TASK ITEM |
Please retype the entries exactly as they stand, leaving out any pictures.

##########

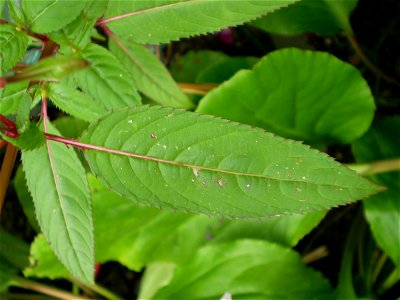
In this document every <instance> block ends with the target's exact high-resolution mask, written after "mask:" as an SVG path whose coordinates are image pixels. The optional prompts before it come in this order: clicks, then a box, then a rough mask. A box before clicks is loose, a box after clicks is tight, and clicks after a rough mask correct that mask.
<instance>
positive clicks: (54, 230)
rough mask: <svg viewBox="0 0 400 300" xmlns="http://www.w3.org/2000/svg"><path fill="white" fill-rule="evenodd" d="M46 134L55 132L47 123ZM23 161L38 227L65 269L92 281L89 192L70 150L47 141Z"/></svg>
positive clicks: (34, 150) (91, 241) (82, 279)
mask: <svg viewBox="0 0 400 300" xmlns="http://www.w3.org/2000/svg"><path fill="white" fill-rule="evenodd" d="M48 126H49V129H50V130H49V132H50V133H55V134H57V131H56V130H55V129H54V128H53V127H52V126H51V124H50V123H48ZM22 162H23V167H24V171H25V175H26V179H27V185H28V188H29V190H30V192H31V195H32V198H33V201H34V204H35V208H36V217H37V219H38V222H39V225H40V227H41V229H42V231H43V233H44V235H45V236H46V239H47V240H48V241H49V243H50V245H51V248H52V250H53V251H54V252H55V254H56V255H57V257H58V258H59V259H60V261H61V262H62V263H63V264H64V266H65V267H66V268H67V269H68V270H69V271H70V272H71V273H72V274H73V275H74V276H75V277H76V278H78V279H80V280H82V281H84V282H89V283H92V282H93V273H94V250H93V247H94V245H93V240H94V238H93V224H92V216H91V202H90V192H89V187H88V183H87V178H86V174H85V171H84V169H83V167H82V165H81V163H80V161H79V159H78V157H77V156H76V154H75V152H74V150H73V149H68V148H67V147H66V146H65V145H63V144H60V143H55V142H51V141H47V142H46V144H45V145H44V146H42V147H40V148H38V149H35V150H32V151H23V152H22Z"/></svg>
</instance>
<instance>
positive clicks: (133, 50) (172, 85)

##########

TASK ANSWER |
In this document every <instance> block ends with the target's exact high-resolution mask, written after "mask:" as an SVG path whose coordinates are image pixels. The optional prompts before it come in this order: clicks, then a box, then a rough mask. A box before clicks is loose, a box after clicks is tight, and clicks after a rough mask correct that mask.
<instance>
positive clicks: (54, 230)
rough mask: <svg viewBox="0 0 400 300" xmlns="http://www.w3.org/2000/svg"><path fill="white" fill-rule="evenodd" d="M46 134L55 132L47 123ZM23 161L38 227L65 269L92 281L89 192L70 150L47 141Z"/></svg>
positive clicks: (34, 150) (91, 241) (82, 279)
mask: <svg viewBox="0 0 400 300" xmlns="http://www.w3.org/2000/svg"><path fill="white" fill-rule="evenodd" d="M48 126H49V129H50V130H49V132H50V133H55V134H57V131H56V130H55V129H54V128H53V127H52V126H51V124H50V123H48ZM22 162H23V167H24V171H25V175H26V179H27V185H28V188H29V190H30V192H31V195H32V198H33V201H34V204H35V208H36V217H37V219H38V222H39V225H40V227H41V229H42V231H43V233H44V235H45V236H46V239H47V240H48V241H49V243H50V245H51V248H52V250H53V251H54V252H55V254H56V255H57V257H58V258H59V259H60V261H61V262H62V263H63V264H64V266H65V267H66V268H67V269H68V270H69V271H70V272H71V273H72V274H73V275H74V276H75V277H76V278H78V279H80V280H82V281H84V282H89V283H92V282H93V273H94V250H93V247H94V245H93V240H94V238H93V224H92V216H91V202H90V192H89V187H88V183H87V178H86V174H85V171H84V169H83V167H82V165H81V163H80V161H79V159H78V157H77V156H76V154H75V152H74V150H73V149H68V148H67V147H66V146H65V145H63V144H60V143H55V142H51V141H47V142H46V144H45V145H44V146H42V147H40V148H38V149H35V150H32V151H23V152H22Z"/></svg>
</instance>
<instance>
positive clicks: (133, 50) (172, 85)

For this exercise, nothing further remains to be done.